WHAT TO PRODUCE =>
Count the lines in the data below that contain the string "black" and give only that number.

[Source records]
↓↓↓

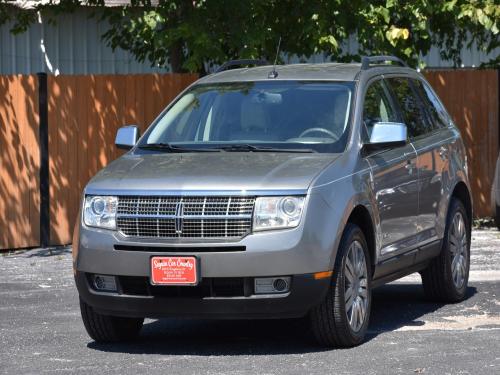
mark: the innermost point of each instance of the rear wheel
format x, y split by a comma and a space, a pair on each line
446, 278
106, 328
342, 318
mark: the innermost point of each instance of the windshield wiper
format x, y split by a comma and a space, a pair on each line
252, 148
166, 147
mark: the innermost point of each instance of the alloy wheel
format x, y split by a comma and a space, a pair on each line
458, 250
356, 286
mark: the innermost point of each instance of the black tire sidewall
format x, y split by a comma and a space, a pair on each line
353, 233
456, 206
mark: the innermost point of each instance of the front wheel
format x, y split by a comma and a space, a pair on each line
445, 279
341, 320
107, 328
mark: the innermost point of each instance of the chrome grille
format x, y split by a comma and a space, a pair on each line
185, 217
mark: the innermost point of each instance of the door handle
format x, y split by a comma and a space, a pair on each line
409, 166
443, 152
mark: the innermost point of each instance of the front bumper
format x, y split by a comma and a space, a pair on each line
305, 292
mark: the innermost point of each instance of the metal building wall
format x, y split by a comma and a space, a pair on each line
74, 46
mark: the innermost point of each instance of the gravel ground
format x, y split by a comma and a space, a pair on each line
41, 330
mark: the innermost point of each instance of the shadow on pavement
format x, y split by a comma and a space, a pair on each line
394, 306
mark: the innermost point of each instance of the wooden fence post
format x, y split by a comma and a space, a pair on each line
43, 133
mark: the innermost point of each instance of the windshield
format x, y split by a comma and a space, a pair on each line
252, 116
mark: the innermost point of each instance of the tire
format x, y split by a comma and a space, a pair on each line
330, 321
446, 278
106, 328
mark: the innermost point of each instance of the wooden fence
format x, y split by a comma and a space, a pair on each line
84, 113
19, 162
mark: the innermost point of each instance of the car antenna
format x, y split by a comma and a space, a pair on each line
274, 73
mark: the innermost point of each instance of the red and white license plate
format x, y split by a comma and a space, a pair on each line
174, 271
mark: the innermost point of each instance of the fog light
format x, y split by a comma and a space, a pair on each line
104, 283
272, 285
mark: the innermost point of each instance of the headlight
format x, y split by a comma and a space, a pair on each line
277, 212
100, 211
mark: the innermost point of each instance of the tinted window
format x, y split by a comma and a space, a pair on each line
410, 107
377, 107
283, 114
437, 113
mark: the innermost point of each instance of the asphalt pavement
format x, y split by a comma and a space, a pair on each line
41, 330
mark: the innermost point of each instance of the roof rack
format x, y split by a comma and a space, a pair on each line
232, 63
367, 60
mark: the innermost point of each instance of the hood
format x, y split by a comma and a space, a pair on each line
225, 171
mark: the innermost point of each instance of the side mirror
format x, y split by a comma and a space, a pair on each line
386, 135
126, 137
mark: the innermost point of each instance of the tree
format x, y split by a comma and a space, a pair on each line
195, 35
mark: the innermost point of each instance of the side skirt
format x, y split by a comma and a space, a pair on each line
405, 264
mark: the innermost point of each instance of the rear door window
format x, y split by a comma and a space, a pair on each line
411, 107
437, 114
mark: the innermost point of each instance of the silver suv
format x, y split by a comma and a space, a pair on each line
278, 192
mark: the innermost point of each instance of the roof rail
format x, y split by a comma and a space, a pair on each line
232, 63
367, 60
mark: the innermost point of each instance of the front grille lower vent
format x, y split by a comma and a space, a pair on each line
185, 217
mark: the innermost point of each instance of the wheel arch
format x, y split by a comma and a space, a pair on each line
360, 216
462, 193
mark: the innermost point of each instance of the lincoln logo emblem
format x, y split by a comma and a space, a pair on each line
179, 213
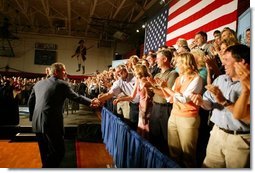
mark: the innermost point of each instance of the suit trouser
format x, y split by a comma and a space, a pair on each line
52, 149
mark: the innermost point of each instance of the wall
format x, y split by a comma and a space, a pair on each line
24, 49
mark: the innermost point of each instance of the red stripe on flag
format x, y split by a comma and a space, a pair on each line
224, 20
182, 9
199, 14
173, 2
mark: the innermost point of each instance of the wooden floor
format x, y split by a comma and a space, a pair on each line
26, 155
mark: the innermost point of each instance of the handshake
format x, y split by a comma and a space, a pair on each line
95, 103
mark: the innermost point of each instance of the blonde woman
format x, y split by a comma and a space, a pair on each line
145, 103
184, 121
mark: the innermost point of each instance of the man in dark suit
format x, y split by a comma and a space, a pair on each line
46, 113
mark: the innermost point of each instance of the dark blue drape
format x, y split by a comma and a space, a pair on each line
128, 149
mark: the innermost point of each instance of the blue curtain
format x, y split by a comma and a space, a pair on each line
128, 149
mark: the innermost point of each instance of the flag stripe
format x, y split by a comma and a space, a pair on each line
185, 18
212, 9
202, 15
213, 25
184, 8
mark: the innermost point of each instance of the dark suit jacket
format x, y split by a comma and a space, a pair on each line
46, 105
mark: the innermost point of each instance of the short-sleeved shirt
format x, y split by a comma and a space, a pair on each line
221, 116
170, 76
125, 86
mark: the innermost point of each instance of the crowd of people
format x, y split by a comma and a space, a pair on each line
191, 101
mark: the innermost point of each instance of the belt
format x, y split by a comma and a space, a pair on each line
234, 132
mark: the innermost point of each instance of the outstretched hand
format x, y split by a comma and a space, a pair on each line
95, 103
216, 92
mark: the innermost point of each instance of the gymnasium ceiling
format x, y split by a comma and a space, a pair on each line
99, 19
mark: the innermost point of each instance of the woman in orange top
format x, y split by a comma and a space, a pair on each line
183, 123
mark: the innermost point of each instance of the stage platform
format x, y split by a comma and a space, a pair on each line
72, 120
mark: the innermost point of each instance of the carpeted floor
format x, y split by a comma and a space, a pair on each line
78, 155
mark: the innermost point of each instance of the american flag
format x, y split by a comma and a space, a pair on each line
155, 31
186, 18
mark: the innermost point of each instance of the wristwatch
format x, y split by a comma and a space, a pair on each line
226, 103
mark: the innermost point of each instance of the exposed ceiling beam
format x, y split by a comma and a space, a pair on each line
146, 7
69, 22
46, 8
118, 9
92, 11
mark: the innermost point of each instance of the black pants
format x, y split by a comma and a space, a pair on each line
52, 149
158, 126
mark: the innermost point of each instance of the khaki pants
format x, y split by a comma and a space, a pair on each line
227, 151
182, 139
124, 109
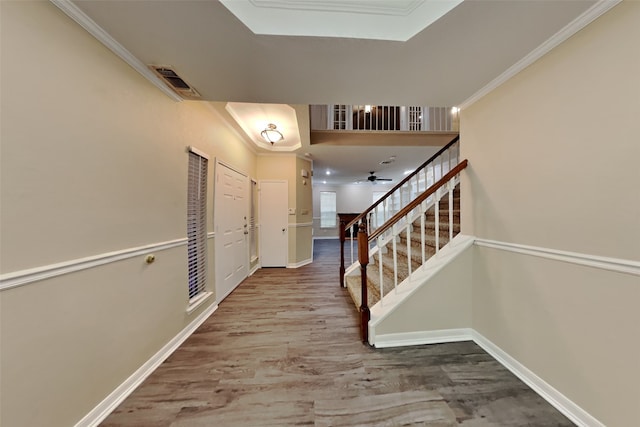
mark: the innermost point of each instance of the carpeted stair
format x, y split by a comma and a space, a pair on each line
353, 280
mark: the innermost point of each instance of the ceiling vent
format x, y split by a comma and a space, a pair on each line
175, 82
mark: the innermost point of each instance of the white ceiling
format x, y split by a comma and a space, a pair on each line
397, 20
443, 65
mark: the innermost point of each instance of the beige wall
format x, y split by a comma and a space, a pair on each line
352, 198
444, 303
553, 163
93, 161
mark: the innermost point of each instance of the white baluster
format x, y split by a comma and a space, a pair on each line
436, 209
450, 184
422, 230
408, 230
380, 239
395, 257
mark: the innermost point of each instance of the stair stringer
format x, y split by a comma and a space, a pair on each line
354, 268
433, 303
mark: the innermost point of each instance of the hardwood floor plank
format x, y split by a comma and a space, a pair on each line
284, 350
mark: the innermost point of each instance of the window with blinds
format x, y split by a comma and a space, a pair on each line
197, 224
328, 209
253, 235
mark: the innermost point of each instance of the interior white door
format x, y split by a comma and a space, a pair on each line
274, 232
232, 232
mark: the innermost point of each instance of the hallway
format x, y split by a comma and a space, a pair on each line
284, 349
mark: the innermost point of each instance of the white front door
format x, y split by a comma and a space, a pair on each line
274, 227
231, 225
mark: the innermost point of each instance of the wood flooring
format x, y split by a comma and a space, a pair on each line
284, 350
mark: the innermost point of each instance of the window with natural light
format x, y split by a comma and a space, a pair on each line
197, 225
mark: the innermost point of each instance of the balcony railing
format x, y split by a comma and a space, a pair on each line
384, 118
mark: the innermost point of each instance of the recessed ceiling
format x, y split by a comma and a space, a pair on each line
254, 118
396, 20
446, 63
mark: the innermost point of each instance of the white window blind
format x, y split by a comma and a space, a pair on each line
328, 209
197, 224
253, 235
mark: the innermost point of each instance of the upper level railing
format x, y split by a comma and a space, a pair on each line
403, 221
400, 195
384, 118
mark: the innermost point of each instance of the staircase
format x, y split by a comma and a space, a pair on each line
406, 249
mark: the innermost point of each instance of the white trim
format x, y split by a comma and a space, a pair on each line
555, 398
558, 400
604, 263
570, 29
300, 224
117, 396
403, 339
300, 264
254, 269
230, 166
197, 301
75, 13
24, 277
200, 153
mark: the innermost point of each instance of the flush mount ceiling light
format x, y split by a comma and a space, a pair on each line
271, 134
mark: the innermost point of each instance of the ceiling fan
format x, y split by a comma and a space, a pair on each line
372, 178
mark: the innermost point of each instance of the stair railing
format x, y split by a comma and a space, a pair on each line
400, 195
389, 231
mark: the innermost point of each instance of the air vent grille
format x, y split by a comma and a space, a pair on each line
175, 82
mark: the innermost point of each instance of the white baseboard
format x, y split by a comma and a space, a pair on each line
422, 337
300, 264
558, 400
117, 396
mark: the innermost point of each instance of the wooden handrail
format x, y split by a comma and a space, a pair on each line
416, 202
401, 183
363, 257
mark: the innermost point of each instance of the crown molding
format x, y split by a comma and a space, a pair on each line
75, 13
573, 27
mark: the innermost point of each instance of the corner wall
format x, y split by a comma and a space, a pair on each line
93, 167
553, 164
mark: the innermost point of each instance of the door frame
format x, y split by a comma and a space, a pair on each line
216, 260
286, 249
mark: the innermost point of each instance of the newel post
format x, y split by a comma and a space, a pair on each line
363, 257
342, 239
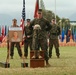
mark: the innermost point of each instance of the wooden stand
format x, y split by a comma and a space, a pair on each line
24, 65
35, 63
5, 65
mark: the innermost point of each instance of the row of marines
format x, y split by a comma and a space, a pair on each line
36, 34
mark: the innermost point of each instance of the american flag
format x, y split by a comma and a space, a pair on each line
36, 8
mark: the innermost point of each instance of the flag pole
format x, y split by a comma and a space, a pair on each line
55, 11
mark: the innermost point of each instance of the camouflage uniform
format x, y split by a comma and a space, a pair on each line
40, 36
27, 41
54, 32
17, 44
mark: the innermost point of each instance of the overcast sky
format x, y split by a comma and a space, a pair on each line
64, 8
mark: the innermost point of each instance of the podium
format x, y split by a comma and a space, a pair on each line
35, 63
4, 64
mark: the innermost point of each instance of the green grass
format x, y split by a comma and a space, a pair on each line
66, 65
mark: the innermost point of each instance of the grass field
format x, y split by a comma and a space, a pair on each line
65, 65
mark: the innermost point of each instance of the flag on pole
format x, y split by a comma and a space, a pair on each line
3, 31
63, 34
23, 16
68, 34
36, 8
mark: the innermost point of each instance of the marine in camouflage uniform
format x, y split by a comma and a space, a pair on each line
40, 27
28, 38
53, 39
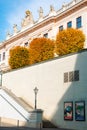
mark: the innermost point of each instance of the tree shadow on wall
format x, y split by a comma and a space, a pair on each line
75, 91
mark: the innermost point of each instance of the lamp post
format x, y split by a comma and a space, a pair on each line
35, 91
1, 78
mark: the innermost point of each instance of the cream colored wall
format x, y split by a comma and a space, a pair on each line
51, 29
53, 92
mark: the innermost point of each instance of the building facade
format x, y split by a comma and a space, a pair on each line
71, 15
62, 89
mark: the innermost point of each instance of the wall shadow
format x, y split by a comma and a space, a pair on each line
76, 91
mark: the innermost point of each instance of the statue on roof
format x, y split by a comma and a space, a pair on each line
28, 19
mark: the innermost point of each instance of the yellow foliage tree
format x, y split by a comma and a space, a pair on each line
19, 57
68, 41
41, 49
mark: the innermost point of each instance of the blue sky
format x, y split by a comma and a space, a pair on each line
13, 11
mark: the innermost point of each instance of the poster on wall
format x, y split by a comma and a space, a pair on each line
68, 110
80, 111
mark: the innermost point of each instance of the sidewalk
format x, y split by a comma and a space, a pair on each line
24, 128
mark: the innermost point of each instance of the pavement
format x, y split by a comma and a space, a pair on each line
26, 128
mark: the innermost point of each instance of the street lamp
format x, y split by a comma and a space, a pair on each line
35, 91
1, 77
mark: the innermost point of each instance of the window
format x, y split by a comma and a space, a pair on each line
69, 24
61, 28
26, 44
79, 22
46, 35
3, 55
76, 75
71, 76
66, 77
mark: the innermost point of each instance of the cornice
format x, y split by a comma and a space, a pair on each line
46, 21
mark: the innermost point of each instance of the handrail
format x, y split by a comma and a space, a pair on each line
14, 107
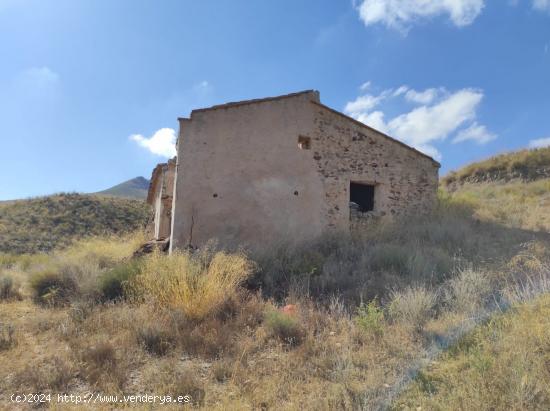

↑↑↑

EXERCISE RESULT =>
2